[Items from a data source]
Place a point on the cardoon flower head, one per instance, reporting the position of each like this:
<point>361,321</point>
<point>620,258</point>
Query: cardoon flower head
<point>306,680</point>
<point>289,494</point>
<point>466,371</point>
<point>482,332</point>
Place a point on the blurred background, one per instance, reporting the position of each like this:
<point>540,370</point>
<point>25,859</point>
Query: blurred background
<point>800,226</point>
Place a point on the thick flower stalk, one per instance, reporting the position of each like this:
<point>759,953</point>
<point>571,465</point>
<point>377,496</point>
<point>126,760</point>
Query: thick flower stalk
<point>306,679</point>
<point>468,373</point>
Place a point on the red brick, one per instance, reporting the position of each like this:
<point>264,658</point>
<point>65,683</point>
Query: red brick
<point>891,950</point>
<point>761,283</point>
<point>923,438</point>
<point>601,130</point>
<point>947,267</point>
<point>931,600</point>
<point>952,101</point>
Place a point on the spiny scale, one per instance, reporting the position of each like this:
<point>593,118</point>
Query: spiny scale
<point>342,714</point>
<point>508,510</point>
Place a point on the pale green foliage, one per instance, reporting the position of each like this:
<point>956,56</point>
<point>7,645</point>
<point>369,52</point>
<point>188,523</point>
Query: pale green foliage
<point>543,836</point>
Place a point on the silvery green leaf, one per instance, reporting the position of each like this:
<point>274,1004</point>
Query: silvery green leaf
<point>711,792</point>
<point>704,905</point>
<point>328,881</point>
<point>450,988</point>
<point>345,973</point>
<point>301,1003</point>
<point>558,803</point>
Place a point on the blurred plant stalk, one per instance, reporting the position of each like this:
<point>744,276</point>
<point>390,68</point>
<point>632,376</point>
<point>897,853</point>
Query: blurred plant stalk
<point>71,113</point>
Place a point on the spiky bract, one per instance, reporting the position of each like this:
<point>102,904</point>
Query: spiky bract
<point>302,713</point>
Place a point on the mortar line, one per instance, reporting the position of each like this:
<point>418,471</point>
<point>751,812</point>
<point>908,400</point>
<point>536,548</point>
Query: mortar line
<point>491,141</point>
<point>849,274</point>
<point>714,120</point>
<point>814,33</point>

DIRECTIVE | Rewrite the records above, replacing every occurrence of "one per instance" with "one for each instance" and leaving everything else unchanged.

THE RESULT |
Place a point on the cardoon flower head, one for each instance, reporting the position of each like this:
<point>361,321</point>
<point>620,258</point>
Query: cardoon flower head
<point>306,680</point>
<point>289,494</point>
<point>466,371</point>
<point>482,332</point>
Place a point on the blurred background, one for each instance, reporting the position of each like this:
<point>540,370</point>
<point>25,859</point>
Query: blurred background
<point>800,226</point>
Place a point on the thick flower stalk, one for each instance, reporting the position of each like this:
<point>759,953</point>
<point>571,465</point>
<point>377,496</point>
<point>126,760</point>
Query: thick flower stalk
<point>306,679</point>
<point>468,373</point>
Place a point on the red brick, one for each instance, reporting the position of each like this:
<point>264,658</point>
<point>65,683</point>
Query: red brick
<point>891,950</point>
<point>761,283</point>
<point>923,438</point>
<point>601,130</point>
<point>947,267</point>
<point>931,600</point>
<point>952,101</point>
Place a point on the spiny scale, one for each instance, reporting the position of each like this:
<point>593,118</point>
Query: spiny scale
<point>342,714</point>
<point>508,510</point>
Place a point on the pale green foliage, one for each instance, reporting the position of each like this:
<point>956,56</point>
<point>7,645</point>
<point>369,52</point>
<point>188,523</point>
Query: pale green foliage
<point>543,836</point>
Place a point on the silvery green leaf, one for each instance, reporting the position of each like this:
<point>274,1004</point>
Query: silvery green leaf
<point>711,792</point>
<point>704,905</point>
<point>328,881</point>
<point>450,988</point>
<point>345,973</point>
<point>301,1003</point>
<point>558,803</point>
Place a point on the blurred plant stalk, one for each instance, reporting the position of each like this:
<point>744,276</point>
<point>390,68</point>
<point>632,376</point>
<point>897,853</point>
Query: blurred plant stalk
<point>71,113</point>
Place a point on the spiky bract, one for each instance, reporting the position of each like this:
<point>102,904</point>
Query: spiky bract
<point>302,713</point>
Place a point on the mortar line, one for each instance, reporting the position of each like this:
<point>418,471</point>
<point>751,812</point>
<point>908,400</point>
<point>536,548</point>
Query: mortar line
<point>491,141</point>
<point>849,274</point>
<point>714,120</point>
<point>814,33</point>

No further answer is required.